Brief: Reproduce the material below, substituting "circle" for every occurrence of "disc" and leaving everything else unchanged. Omit the pictures from your answer.

begin Supplied entries

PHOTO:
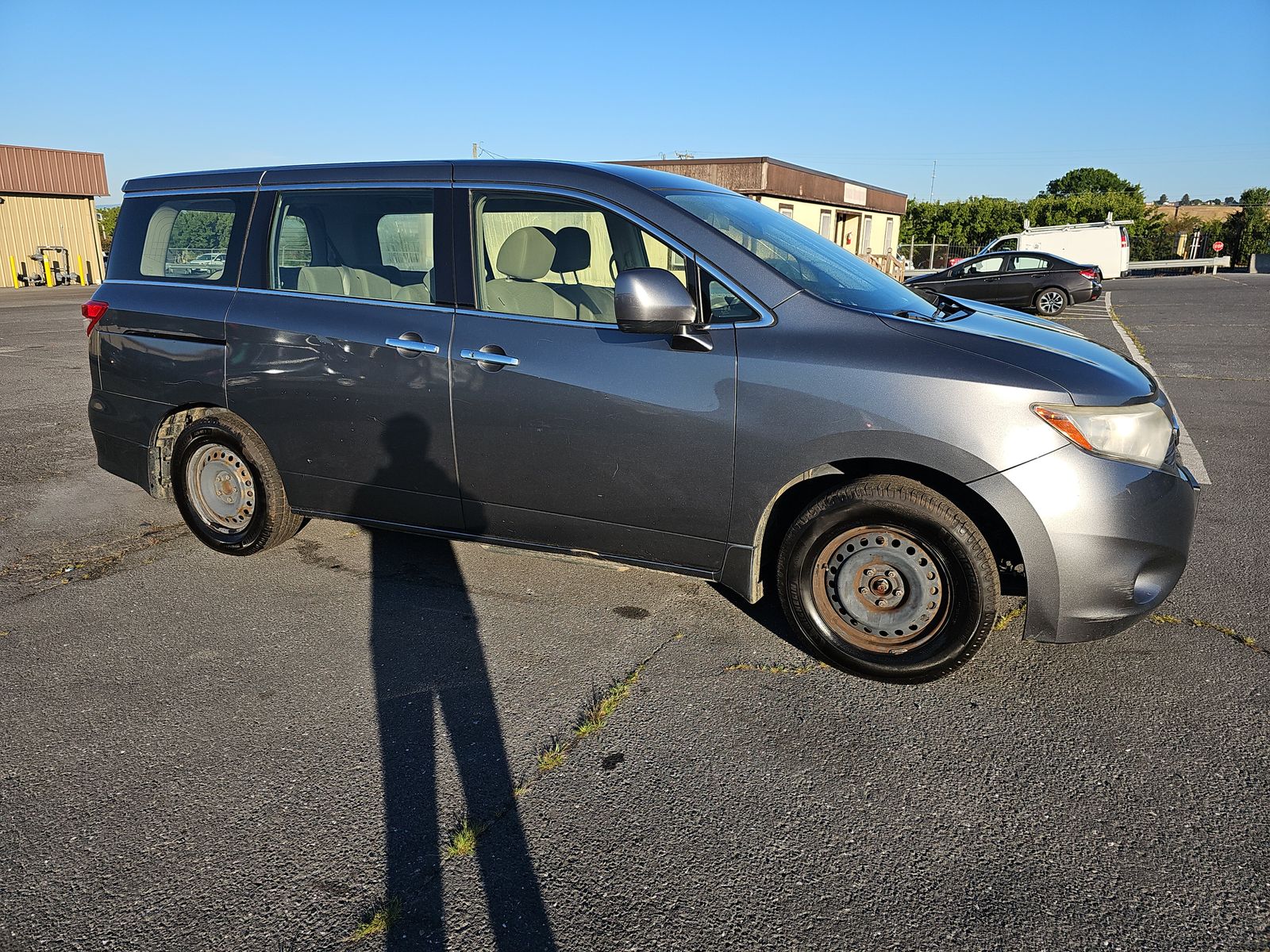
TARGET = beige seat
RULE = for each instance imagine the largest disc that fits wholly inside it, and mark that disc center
(525, 258)
(344, 282)
(321, 281)
(573, 254)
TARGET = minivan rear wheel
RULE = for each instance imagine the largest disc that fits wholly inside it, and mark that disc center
(887, 579)
(228, 489)
(1051, 302)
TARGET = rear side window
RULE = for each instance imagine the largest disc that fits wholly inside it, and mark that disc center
(352, 243)
(179, 239)
(1030, 263)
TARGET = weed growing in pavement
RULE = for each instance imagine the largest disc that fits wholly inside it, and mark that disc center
(463, 838)
(603, 704)
(1003, 621)
(778, 668)
(552, 754)
(1246, 640)
(378, 922)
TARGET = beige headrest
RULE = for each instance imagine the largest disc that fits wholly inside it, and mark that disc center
(527, 254)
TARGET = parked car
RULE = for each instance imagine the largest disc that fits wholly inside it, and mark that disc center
(1104, 243)
(200, 266)
(641, 367)
(1026, 279)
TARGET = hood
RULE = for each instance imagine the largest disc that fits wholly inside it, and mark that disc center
(1091, 374)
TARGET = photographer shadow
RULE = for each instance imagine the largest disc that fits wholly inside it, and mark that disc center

end Supplied entries

Expected answer:
PHOTO:
TARGET = beige seat
RULE = for each instance imagine the largest circle that fits wholly inside it, and mark that circle center
(525, 258)
(344, 282)
(321, 281)
(573, 254)
TARGET = minivan rear wheel
RULE = for each instance imagine the largest circle that fits wholly inside it, and mark that circle center
(887, 579)
(228, 489)
(1051, 302)
TARGET = rear side window
RULE = for each instance imagine the largest circle that fits wholly inside it, and mark that circle center
(352, 243)
(179, 239)
(1030, 263)
TARGET = weed growing in pavement
RULE = for each instance imagine the largest circle that fits wholly inside it, and mark that circle center
(463, 838)
(603, 704)
(1003, 621)
(778, 668)
(552, 754)
(1246, 640)
(378, 922)
TARGET = beige headrest
RULE = for each instance imagine the largest circle that fits wholly inside it, and mark that circle center
(527, 254)
TARGET = parked car
RULE = for each instance imagine the largest circle that fits wholly inside it, and mark that circle center
(1104, 243)
(200, 266)
(641, 367)
(1026, 279)
TARGET = hood
RULE = for each instance imagine the largest circle that fits wholly inside it, and mark that circle center
(1091, 374)
TARGET = photographer shadow
RULE = for each instance imagine the largest circle that fits wholly inside it, and mark that circle center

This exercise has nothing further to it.